*WHAT THE TASK ASKS:* In your copy, repeat the records exactly and leave out the pictures.

*STORED DATA:*
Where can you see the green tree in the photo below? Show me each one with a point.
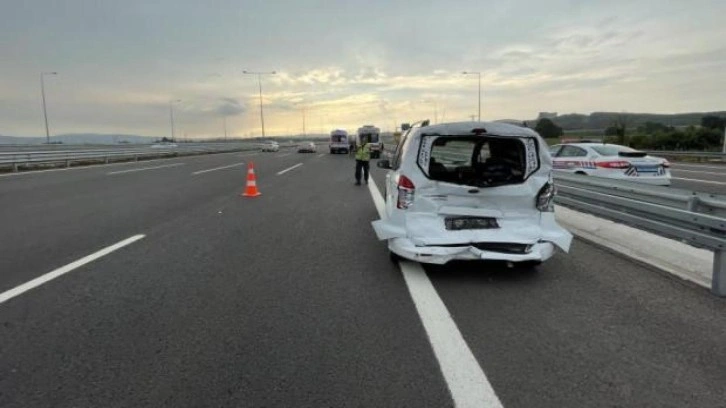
(547, 129)
(713, 122)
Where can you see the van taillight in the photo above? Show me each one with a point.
(406, 191)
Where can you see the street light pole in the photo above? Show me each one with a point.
(436, 109)
(224, 121)
(259, 81)
(478, 74)
(171, 116)
(45, 111)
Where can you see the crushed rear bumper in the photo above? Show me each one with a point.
(403, 247)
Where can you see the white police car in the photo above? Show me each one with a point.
(610, 161)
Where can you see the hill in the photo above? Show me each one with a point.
(602, 120)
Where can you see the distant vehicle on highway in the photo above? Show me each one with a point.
(470, 191)
(271, 147)
(307, 148)
(610, 161)
(339, 141)
(374, 139)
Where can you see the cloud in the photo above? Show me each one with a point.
(229, 107)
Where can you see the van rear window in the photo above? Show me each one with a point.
(479, 161)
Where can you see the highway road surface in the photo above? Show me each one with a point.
(154, 284)
(709, 178)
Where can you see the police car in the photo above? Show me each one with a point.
(610, 161)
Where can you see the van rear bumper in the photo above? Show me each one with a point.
(538, 252)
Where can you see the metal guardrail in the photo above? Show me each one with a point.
(15, 160)
(697, 219)
(710, 156)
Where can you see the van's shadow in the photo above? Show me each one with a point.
(482, 272)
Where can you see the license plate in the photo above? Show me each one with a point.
(465, 223)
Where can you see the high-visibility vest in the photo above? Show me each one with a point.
(363, 152)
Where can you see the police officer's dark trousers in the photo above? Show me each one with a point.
(364, 166)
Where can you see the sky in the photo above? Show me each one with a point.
(344, 64)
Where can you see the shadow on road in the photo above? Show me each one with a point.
(482, 272)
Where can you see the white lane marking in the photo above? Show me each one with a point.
(700, 181)
(218, 168)
(697, 166)
(144, 169)
(18, 290)
(288, 169)
(466, 380)
(698, 171)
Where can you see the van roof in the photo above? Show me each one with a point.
(466, 128)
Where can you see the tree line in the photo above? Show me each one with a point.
(654, 135)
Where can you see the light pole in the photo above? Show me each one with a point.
(224, 121)
(171, 115)
(478, 74)
(436, 109)
(259, 81)
(45, 112)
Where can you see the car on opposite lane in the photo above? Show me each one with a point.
(470, 191)
(271, 147)
(307, 148)
(610, 161)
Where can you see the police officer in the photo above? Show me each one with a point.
(362, 159)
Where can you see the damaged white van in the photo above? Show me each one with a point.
(471, 191)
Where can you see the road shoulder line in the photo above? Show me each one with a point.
(19, 290)
(144, 169)
(279, 173)
(218, 168)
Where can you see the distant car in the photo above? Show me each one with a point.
(307, 148)
(271, 147)
(610, 161)
(470, 191)
(163, 145)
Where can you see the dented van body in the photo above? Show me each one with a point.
(471, 191)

*SOLVED EXERCISE:*
Where can you see the green tree in the photo below? Show me each one with a point.
(547, 129)
(713, 122)
Where can you see the van taillight in the photo above? Show me each one with a point.
(406, 191)
Where can you see the street light pole in the photo above? Show me each one with a point.
(436, 109)
(224, 121)
(259, 81)
(478, 74)
(171, 116)
(45, 111)
Where can you see the crushed rear bumper in the photo above? Show me each one with a point.
(403, 247)
Where can you see the white police car in the photo above? Show me each one with a point.
(610, 161)
Where can you see the hill in the photo above? Show me each one with a point.
(602, 120)
Where can you see the distant vehicle on highway in the photo above? Show me each one with a point.
(470, 191)
(271, 147)
(307, 148)
(610, 161)
(339, 141)
(374, 139)
Where can you see the cloud in the photo above? Show me each one with a point.
(229, 107)
Where can you see the van rear window in the photo above? Show me each one with a point.
(479, 161)
Where can you see the highway road surface in the photo above? Show me each one with a point.
(154, 284)
(709, 178)
Where can you see the police car in the photo above? Show me each one with a point.
(610, 161)
Where can you see the van rear bumper in the photo above? Show me each one with a point.
(538, 252)
Where can you see the metal guardrail in the photo above? Show me each one with a point.
(15, 160)
(697, 219)
(710, 156)
Where can you see the van's shadow in the photo above? Show me each one with a point.
(482, 272)
Where can you see the license plate in the photo above? Show me each one with a point.
(465, 223)
Where can you see the high-visibility vest in the photo above? Show me each one with a point.
(363, 152)
Where can you see the police officer's dark trousers in the photo above? Show me each one with a point.
(364, 166)
Where can you see the sky in the photo above? Show me each one with a point.
(344, 64)
Where can you see the shadow on road in the photo above? Show me each one with a point.
(482, 272)
Where can you see the white lane marking in the photo above? Show me each one with a point.
(700, 181)
(218, 168)
(697, 166)
(144, 169)
(18, 290)
(288, 169)
(466, 380)
(698, 171)
Where can you see the van roof in the photo above? Show me each one with a point.
(466, 128)
Where can you see the tree line in the photo above? Show me each one with a point.
(654, 135)
Where can you see the light pole in the photo above? Show me each one with a point.
(224, 121)
(171, 115)
(478, 74)
(436, 109)
(259, 81)
(45, 112)
Where can you see the car on opposite lane in the photo above? Show me each one with a point.
(470, 191)
(271, 147)
(307, 148)
(610, 161)
Where can you see the police officer in the photo above? Show me each one with a point.
(362, 159)
Where can you see the damaged white van in the photo above? Show me each one with a point.
(471, 191)
Where can you see the road shoulder line in the photo above? Show me each one with a point.
(19, 290)
(144, 169)
(279, 173)
(218, 168)
Where can you see the distant car in the photo above? Show me each one with a point.
(307, 148)
(271, 147)
(610, 161)
(470, 191)
(163, 145)
Where can you see the dented van body in the photo above? Show me each one with a point.
(471, 191)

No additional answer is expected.